- SOURCE EXCERPT:
Charity seeks funds for crypt in memory of bishop
The diocese of Madison is seeking to raise funds for a cathedral crypt in memory of Bishop Robert Morlino, who died last month. The diocese has been without a cathedral since 2005, when it was destroyed by arson. The Catholic Diocese of Madison Foundation, a charity that supports the diocese, has invited mourners to donate to a memorial fund for a crypt and chapel to go in a future cathedral building. The crypt would house Bishop Morlino’s tomb, along with those of past and future bishops. Bishop Morlino (pictured), who died aged 71, led the diocese from 2003. A Requiem Mass was held at St Maria Goretti church on Tuesday.

Raw records:

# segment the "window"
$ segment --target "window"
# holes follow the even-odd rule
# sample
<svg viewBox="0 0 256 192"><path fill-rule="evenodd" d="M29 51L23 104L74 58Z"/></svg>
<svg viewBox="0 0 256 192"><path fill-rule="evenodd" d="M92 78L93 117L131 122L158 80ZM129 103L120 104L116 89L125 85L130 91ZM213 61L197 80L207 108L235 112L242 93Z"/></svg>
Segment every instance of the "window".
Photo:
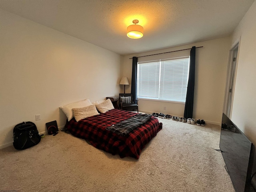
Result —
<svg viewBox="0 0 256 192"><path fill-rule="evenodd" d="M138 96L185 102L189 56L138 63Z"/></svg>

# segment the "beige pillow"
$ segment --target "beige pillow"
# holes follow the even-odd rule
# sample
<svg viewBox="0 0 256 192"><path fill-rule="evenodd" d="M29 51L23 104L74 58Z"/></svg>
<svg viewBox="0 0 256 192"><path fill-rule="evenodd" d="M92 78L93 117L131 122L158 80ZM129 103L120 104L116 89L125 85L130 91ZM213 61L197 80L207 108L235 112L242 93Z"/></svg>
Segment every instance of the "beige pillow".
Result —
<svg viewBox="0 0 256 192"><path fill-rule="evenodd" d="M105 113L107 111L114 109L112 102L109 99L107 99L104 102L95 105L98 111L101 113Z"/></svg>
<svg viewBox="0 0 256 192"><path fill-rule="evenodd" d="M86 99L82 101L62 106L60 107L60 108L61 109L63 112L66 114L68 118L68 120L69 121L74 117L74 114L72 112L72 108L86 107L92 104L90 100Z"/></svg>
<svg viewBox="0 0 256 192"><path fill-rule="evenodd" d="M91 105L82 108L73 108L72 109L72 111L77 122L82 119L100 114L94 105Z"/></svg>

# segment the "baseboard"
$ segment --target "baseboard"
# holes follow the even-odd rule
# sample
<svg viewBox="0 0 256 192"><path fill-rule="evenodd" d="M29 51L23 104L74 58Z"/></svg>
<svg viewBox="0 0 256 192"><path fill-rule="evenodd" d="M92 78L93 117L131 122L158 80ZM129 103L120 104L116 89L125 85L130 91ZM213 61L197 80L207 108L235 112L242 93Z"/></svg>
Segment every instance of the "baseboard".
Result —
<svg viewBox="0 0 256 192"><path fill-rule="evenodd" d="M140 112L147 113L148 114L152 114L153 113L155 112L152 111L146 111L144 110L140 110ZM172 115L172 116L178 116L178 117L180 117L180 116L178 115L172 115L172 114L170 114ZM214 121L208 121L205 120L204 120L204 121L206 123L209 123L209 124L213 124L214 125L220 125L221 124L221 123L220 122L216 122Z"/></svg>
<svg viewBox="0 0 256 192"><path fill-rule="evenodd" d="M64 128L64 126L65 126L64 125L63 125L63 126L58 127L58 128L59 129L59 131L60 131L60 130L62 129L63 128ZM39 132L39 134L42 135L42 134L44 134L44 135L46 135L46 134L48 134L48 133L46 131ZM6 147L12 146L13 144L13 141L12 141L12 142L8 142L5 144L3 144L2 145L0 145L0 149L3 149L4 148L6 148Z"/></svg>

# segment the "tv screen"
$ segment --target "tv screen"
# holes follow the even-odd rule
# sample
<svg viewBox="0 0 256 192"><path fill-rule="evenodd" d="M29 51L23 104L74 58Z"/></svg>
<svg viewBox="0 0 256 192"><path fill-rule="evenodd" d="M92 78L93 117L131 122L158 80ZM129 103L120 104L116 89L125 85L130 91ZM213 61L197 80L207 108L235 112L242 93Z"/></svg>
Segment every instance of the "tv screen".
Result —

- GIVEN INSTRUCTION 1:
Answer these questions about the news item on the bishop's memorial crypt:
(a) Since what year has the diocese been without a cathedral?
(b) How old was Bishop Morlino when he died?
(c) In which church was the Requiem Mass held?
- GIVEN INSTRUCTION 2: Recast the listing, from its start through the line containing "105L82 108L73 108L72", as a JSON list of strings with one string per line and blank lines omitted. Leave the pictures out.

- FULL ANSWER 1:
(a) 2005
(b) 71
(c) St Maria Goretti church

- FULL ANSWER 2:
[
  "# segment the \"window\"",
  "$ segment --target \"window\"",
  "# holes follow the even-odd rule",
  "# sample",
  "<svg viewBox=\"0 0 256 192\"><path fill-rule=\"evenodd\" d=\"M29 51L23 104L74 58Z\"/></svg>",
  "<svg viewBox=\"0 0 256 192\"><path fill-rule=\"evenodd\" d=\"M92 78L93 117L131 122L158 80ZM129 103L120 104L116 89L125 85L130 91ZM213 61L197 80L207 108L235 112L242 93Z\"/></svg>",
  "Segment every instance of the \"window\".",
  "Photo:",
  "Result —",
  "<svg viewBox=\"0 0 256 192\"><path fill-rule=\"evenodd\" d=\"M138 96L185 102L189 56L138 63Z\"/></svg>",
  "# segment the \"beige pillow\"",
  "$ segment --target \"beige pillow\"",
  "# holes follow the even-odd rule",
  "# sample",
  "<svg viewBox=\"0 0 256 192\"><path fill-rule=\"evenodd\" d=\"M29 51L23 104L74 58Z\"/></svg>",
  "<svg viewBox=\"0 0 256 192\"><path fill-rule=\"evenodd\" d=\"M92 78L93 117L131 122L158 80ZM129 103L120 104L116 89L125 85L130 91ZM213 61L197 80L207 108L235 112L242 93Z\"/></svg>",
  "Segment every instance of the \"beige pillow\".",
  "Result —",
  "<svg viewBox=\"0 0 256 192\"><path fill-rule=\"evenodd\" d=\"M105 113L107 111L114 109L112 102L109 99L107 99L104 102L95 105L98 111L101 113Z\"/></svg>",
  "<svg viewBox=\"0 0 256 192\"><path fill-rule=\"evenodd\" d=\"M86 99L82 101L62 106L60 107L60 108L61 109L63 112L66 114L68 118L68 120L69 121L74 117L74 114L72 112L72 108L86 107L92 104L90 100Z\"/></svg>",
  "<svg viewBox=\"0 0 256 192\"><path fill-rule=\"evenodd\" d=\"M91 105L82 108L73 108L72 109L72 111L77 122L82 119L100 114L94 105Z\"/></svg>"
]